Scale the material from its start through the line with "(287, 1126)", including that line, and write every line out again. Multiply each point coordinate in the answers by 2 and round to whole numbers, with halves going up. Keep all other wording unchanged and leave the pictures out.

Begin

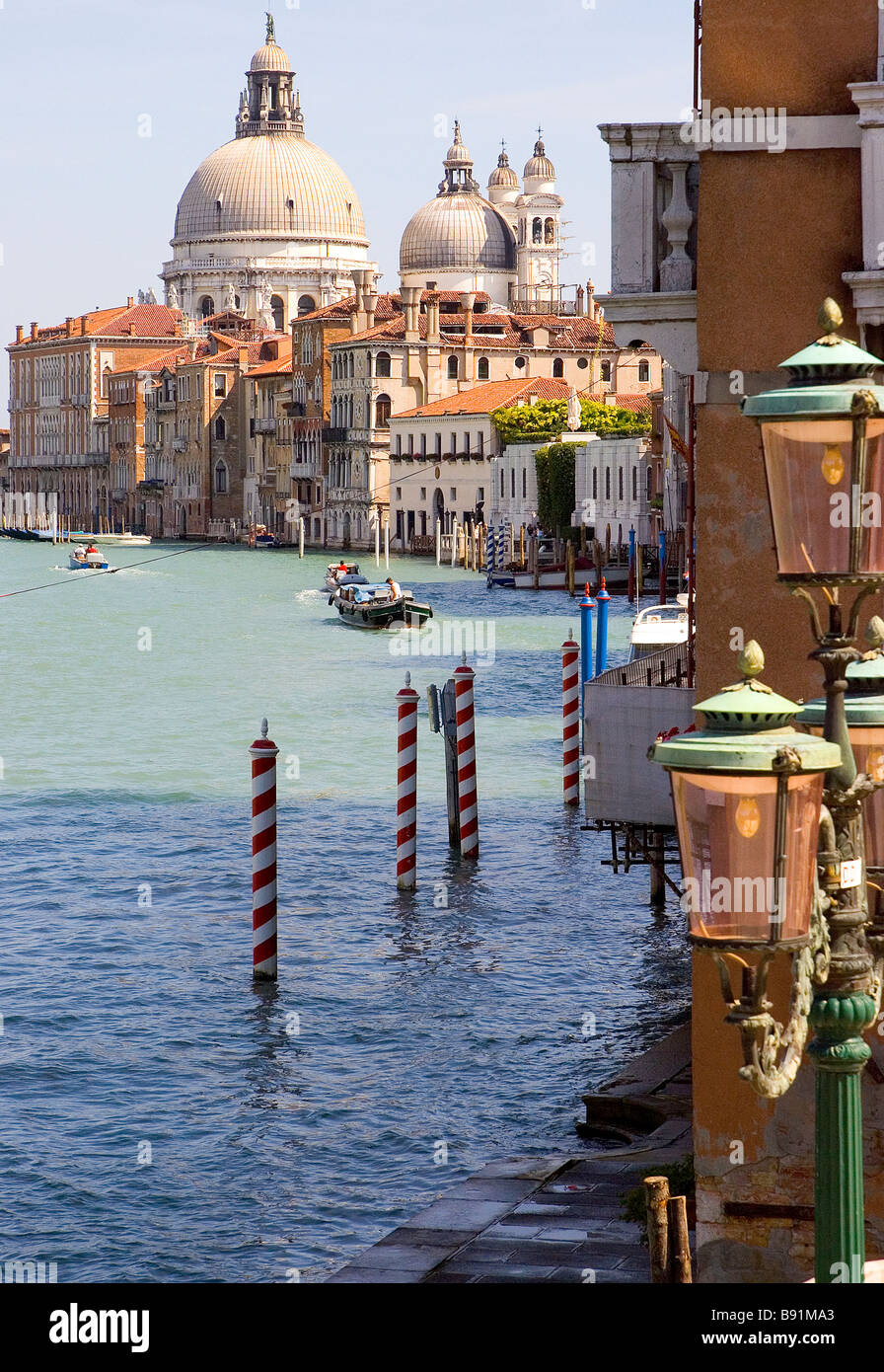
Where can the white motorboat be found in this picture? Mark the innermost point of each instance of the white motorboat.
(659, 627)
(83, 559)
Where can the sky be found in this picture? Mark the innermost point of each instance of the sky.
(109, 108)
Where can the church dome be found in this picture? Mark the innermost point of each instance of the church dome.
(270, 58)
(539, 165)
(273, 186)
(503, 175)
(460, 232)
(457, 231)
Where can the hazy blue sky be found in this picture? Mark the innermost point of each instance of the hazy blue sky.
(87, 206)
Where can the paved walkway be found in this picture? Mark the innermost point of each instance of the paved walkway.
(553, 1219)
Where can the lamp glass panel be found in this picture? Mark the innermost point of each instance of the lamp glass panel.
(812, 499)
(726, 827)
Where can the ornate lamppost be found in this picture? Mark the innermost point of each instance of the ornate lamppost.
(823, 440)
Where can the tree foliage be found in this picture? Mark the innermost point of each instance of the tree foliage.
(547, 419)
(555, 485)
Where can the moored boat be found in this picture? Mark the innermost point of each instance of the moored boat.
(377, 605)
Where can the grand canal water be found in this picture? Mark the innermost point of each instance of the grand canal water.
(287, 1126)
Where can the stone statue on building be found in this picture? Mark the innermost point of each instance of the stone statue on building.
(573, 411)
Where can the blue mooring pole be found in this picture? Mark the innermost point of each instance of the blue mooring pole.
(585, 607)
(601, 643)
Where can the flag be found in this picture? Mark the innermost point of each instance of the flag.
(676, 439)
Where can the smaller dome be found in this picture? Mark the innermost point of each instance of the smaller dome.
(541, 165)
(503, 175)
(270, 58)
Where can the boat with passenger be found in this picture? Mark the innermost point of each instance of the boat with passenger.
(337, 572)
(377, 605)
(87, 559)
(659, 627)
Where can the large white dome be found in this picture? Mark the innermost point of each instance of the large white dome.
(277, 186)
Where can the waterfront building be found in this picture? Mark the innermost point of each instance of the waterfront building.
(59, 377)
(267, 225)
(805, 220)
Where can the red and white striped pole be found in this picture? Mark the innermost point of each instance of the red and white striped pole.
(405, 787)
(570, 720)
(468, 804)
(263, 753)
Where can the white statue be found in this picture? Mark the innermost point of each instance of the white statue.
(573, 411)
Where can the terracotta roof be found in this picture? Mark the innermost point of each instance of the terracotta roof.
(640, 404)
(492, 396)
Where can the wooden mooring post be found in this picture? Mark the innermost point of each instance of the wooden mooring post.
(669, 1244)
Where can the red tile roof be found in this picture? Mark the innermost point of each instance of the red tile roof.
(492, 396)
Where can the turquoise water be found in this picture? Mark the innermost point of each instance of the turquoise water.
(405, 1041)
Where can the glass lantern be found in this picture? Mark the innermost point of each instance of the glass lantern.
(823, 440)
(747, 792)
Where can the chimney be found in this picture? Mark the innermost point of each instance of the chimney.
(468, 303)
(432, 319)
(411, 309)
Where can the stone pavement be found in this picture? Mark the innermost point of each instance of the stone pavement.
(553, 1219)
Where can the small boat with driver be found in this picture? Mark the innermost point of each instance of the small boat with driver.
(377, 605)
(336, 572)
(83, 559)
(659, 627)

End

§ Result for this exercise:
Where can the white motorboat be found in this picture? Mark the innermost point of each instance of the white motorboat.
(1318, 1254)
(166, 1118)
Where can the sky be found in this picture? Mark the innermost point of each instance of the sky.
(218, 216)
Where can the church dome be found in this picture? Mark the innermost point of each instance of the church dome.
(540, 116)
(1078, 330)
(546, 372)
(1006, 350)
(920, 464)
(914, 462)
Where can the hazy blue sky be found in this picture? Mark the innermost point of each instance of the hazy blue sky.
(174, 412)
Where can the paved walkway be found in this picture? Mark the innermost point of each instance of the paved walkway.
(1106, 2438)
Where can the lamp glass panel be found in this picture? Mark the innermost point of each instance of the lamp glass panel.
(1624, 998)
(1452, 1654)
Where can the ornate lamppost be found in this picture? Mark the innermost point of each instance of the ornate lamppost.
(1646, 880)
Where can the tree foliage be found in this picture? Mark the innermost point of each instance of the tree foliage.
(1094, 838)
(1110, 970)
Where can the moored boat be found in this picture? Mark the innermost point of each instance of the moored boat.
(754, 1210)
Where can the grand canal water be found in this picture? Mark the innermost point of each instance of the grand canal water.
(574, 2252)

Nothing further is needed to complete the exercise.